── Given text

When I started writing the book, I really didnt know who my target audience would be. As it has turned out, this book is targeted toward readers who are either literate technologists or numerate humanists. Im not sure how many such people there are, but Im convinced there must be a few. I hope you are one of them.
This book is my attempt to explain why the process of creating technology, a process that we call engineering, is a deeply creative process, and how this explains why it has become so hot and competitive, making geeks out of the brightest young minds. The book is about the culture of technology, about both its power and its limitations, and about how the real power of technology stems from its partnership with humans. I like to think of the book as a popular philosophy of technology, but I doubt it will be very popular, and I am not sure I have the qualifications to write about philosophy. So really, the only guarantee I can make is that it is about technology and the engineers who create technology. And even then, it is limited to the part of technology that I understand best, specifically, the digital and information technology revolutions.
This book is not about the artistry and creativity that is unleashed by using technology as a medium. For that topic, I recommend the wonderful book by Virginia Heffernan, Magic and Loss (Heffernan, 2016). Heffernan claims that the Internet is a massive and collaborative work of realist art, but she is referring to the content of the Internet. In my book, I claim that Internet technology itself, and all of digital technology that shores it up, is a massive and collaborative creative work, even if not an artistic work.
Digital technology as a medium for this latter sort of creativity has enormous potential, well beyond what has been accomplished to date. In the first part of this book, I explain exactly why this technology has been so transformative and liberating. I study how engineers use models and abstractions to build inventive artificial worlds and give us incredible capabilities, such as the ability to carry around in our pockets everything humans have ever published.

────
── Information supplied

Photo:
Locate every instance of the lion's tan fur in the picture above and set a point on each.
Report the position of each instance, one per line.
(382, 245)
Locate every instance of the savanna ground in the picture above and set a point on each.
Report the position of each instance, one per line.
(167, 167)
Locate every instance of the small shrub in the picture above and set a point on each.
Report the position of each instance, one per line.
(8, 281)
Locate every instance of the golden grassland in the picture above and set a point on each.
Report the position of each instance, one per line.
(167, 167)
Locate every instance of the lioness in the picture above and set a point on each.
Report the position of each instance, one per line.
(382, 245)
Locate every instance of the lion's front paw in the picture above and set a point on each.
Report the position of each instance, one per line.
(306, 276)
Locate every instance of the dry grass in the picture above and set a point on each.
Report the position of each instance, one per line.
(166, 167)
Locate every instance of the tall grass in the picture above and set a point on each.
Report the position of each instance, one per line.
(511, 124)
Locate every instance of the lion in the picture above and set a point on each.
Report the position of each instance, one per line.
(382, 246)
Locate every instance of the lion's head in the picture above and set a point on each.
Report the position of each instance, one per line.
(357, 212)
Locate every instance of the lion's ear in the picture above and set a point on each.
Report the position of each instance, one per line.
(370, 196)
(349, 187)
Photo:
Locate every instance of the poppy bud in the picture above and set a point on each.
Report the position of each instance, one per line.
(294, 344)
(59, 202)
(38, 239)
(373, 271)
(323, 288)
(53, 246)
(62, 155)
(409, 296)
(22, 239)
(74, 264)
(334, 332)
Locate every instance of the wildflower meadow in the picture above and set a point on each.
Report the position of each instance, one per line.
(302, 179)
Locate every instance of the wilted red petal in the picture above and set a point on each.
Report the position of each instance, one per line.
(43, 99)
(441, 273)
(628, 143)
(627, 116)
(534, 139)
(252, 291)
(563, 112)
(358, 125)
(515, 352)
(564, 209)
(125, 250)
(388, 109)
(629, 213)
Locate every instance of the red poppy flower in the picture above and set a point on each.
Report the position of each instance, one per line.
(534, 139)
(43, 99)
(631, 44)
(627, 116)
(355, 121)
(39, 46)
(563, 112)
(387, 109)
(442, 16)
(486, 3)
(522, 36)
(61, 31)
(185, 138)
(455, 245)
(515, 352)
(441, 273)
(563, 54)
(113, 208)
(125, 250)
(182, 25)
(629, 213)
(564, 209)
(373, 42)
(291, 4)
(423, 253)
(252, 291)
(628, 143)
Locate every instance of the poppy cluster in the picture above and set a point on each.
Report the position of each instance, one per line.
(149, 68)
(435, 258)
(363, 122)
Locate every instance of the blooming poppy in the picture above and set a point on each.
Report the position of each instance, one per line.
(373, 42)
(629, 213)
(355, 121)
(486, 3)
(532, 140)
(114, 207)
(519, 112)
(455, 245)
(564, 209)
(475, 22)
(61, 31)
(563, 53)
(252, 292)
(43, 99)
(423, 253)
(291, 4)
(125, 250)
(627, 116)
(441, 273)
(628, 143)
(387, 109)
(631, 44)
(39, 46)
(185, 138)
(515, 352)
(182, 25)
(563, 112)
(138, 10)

────

■ **Exercise brief**
In the passage about the book on technology and engineers, which book is recommended on the artistry and creativity unleashed by using technology as a medium? The rows come from a separate source and have no connection to the text.

■ **Exercise result**
Magic and Loss, by Virginia Heffernan (2016).